• TEXTO FORNECIDO:
• • • • • • •
Seja nas baías de Guanabara, Sepetiba ou no sistema lagunar da baixada de Jacarepaguá, nos rios Irajá, São João de Meriti, Farias, Jacaré, Sarapuí-Iguaçú, Fundo, Piraquê-Cabuçú, Flecha, Pavuna, Pavuninha, Maracanã, Comprido, Pedras, Anil, tudo que possa depender de oxigênio está morto, naqueles valões apodrecidos, produzindo metano e gás sulfídrico noite e dia, exportando sua degradação para baías, praias e lagoas.
Provavelmente por estar saturada de tanta degradação, Iemanjá ordena diariamente às suas águas, que joguem todos os detritos humanos e não humanos para dentro dos manguezais, onde acabam se acumulando indefinidamente, transformando essas fábricas de vida em cemitérios.
Nas lagoas da baixada de Jacarepaguá, também não é muito diferente, apesar de nunca ter visto qualquer corpo por aquelas paragens. No entanto lixo doméstico, hospitalar, móveis, geladeiras e centenas de pneus, eu tenho podido encontrar sem parar na triste sina dessa abandonada lagoa numa das regiões mais nobres de nossa cidade. Nessa mesma lagoa repousam seis milhões de metros cúbicos de lama e lixo e a cada novo temporal, sabe-se lá mais quantas toneladas de sedimento e lixo se somam aos já existentes. Quando a maré escoa pelo quebra-mar, carregando para a praia os milhares de metros cúbicos de esgoto lançados no sistema lagunar, a lagoa da Tijuca se transforma num canal raso e pútrido, cercado por ilhas de lama e lixo exalando metano.
Sobrevoando a Cidade do Rio de Janeiro, aquela que sediará nada menos do que quatro eventos internacionais nos próximos seis anos, o quadro de bábarie ambiental visto de baixo se multiplica quando visto de cima.
Favelas sem fim, sem infra-estrutura, sem perspectiva de uma política habitacional e de saneamento de médio à longo prazo. Uma terra arrasada, por esgoto, lixo e ocupação desordenada e impunidade.
Do lixão vertical do Pavão-Pavãozinho com vista privilegiada da praia de Copacabana, joga-se de tudo lá do alto do morro em direção ao precipício sem fim de nossa falta de vergonha.
Seja onde for, na zona sul, norte ou oeste, o esgoto jorra sem parar, reclamando seus direitos sobre a qualidade da água, transformada em mingau, mingau de caca, que se espalha por boa parte das águas e areias de minha cidade. A Marina da Glória virou “Cloaca da Glória” visto o volume colossal de esgoto que jorra dia e noite, durante o ano inteiro pela galeria de águas pluviais que não parece querer dar trégua. A estação do rio Carioca não dá conta de tanto esgoto desviado para aquele rio e conseqüentemente o tratamento acaba ficando prejudicado e o que não é tratado acaba mais uma vez adubando as águas da baía.
Após cada sobrevôo, apesar de ter visto avanços no rio Sarapuí em fevereiro passado, onde os serviços de dragagem vem desassoreando aquele valão de fezes e lixo bem como no canal do Fundão que aos poucos também vai sendo desassoreado, sinto nitidamente que o monstro da bábarie ambiental está solto por toda parte, trabalhando sem parar, cobrando o preço por tantos anos de irresponsabilidade dos gestores públicos e da sociedade omissa.
Se por um lado nesses últimos quatro anos avançou-se em algumas áreas, como no caso da intensificação dos investimentos em saneamento em nosso estado e na presença de gente comprometida de fato no comando dos órgãos ambientais, o monstruoso passivo ambiental gerado pelo vazio de políticas públicas nas áreas de habitação e transporte, continua dilapidando os recursos naturais ainda existentes, sem falar nas unidades de conservação de papel que ainda vão demorar muito para alcançar na vida real seus objetivos. |

"Seja onde for, na zona sul, norte ou oeste, o esgoto jorra sem parar, reclamando seus direitos sobre a qualidade da água".
• • • • • • •
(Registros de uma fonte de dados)
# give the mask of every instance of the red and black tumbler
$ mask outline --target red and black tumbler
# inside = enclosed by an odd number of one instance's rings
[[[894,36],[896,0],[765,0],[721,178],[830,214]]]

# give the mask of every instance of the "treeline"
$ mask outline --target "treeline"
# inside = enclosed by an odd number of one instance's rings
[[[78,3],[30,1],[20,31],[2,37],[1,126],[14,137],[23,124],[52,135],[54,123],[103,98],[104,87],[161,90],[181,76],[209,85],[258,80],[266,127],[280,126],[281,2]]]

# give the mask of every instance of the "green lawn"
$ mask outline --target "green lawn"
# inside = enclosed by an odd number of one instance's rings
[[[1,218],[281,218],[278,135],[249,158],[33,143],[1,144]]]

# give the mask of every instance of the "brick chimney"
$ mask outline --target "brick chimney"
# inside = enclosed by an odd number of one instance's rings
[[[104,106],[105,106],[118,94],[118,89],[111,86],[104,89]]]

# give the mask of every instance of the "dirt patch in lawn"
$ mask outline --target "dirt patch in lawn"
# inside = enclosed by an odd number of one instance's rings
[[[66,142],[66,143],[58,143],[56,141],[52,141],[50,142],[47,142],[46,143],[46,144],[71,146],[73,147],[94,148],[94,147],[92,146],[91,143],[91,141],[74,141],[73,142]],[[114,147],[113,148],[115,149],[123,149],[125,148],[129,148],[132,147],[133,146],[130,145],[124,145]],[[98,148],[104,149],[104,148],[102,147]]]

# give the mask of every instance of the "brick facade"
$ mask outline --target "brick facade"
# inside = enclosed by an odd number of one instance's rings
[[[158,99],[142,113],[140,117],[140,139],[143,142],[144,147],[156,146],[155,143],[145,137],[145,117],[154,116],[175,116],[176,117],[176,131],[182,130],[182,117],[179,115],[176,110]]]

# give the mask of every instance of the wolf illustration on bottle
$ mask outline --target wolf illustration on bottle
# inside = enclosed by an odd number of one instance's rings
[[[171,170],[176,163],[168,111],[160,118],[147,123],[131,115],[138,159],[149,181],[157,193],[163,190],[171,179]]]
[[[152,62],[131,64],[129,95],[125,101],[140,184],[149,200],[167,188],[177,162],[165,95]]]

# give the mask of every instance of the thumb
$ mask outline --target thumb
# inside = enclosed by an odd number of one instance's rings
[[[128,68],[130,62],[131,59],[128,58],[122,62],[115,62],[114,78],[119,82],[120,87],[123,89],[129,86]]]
• • • • • • •
• QUESTÕES DE ESTUDO:
1. Reescreva em forma de lista o parágrafo do texto sobre a poluição das águas do Rio de Janeiro que começa com "Nas lagoas da baixada de Jacarepaguá", mantendo seus fatos principais.
2. Transcreva do texto sobre a poluição das águas do Rio de Janeiro o trecho que começa em "Favelas sem fim, sem" e segue até "falta de vergonha.", inclusive.
Os registros acima provêm de outra fonte, distinta do texto.

• CONJUNTO DE RESPOSTAS:
1.
- Nas lagoas da baixada de Jacarepaguá a situação não é muito diferente, embora nenhum corpo tenha sido visto ali.
- Nessa lagoa abandonada, situada numa das regiões mais nobres da cidade, encontram-se sem parar lixo doméstico e hospitalar, móveis, geladeiras e centenas de pneus.
- A lagoa acumula seis milhões de metros cúbicos de lama e lixo, e cada novo temporal acrescenta mais sedimento e lixo.
- Quando a maré escoa pelo quebra-mar, carregando para a praia o esgoto lançado no sistema lagunar, a lagoa da Tijuca vira um canal raso e pútrido, cercado por ilhas de lama e lixo que exalam metano.

2.
Favelas sem fim, sem infra-estrutura, sem perspectiva de uma política habitacional e de saneamento de médio à longo prazo. Uma terra arrasada, por esgoto, lixo e ocupação desordenada e impunidade.
Do lixão vertical do Pavão-Pavãozinho com vista privilegiada da praia de Copacabana, joga-se de tudo lá do alto do morro em direção ao precipício sem fim de nossa falta de vergonha.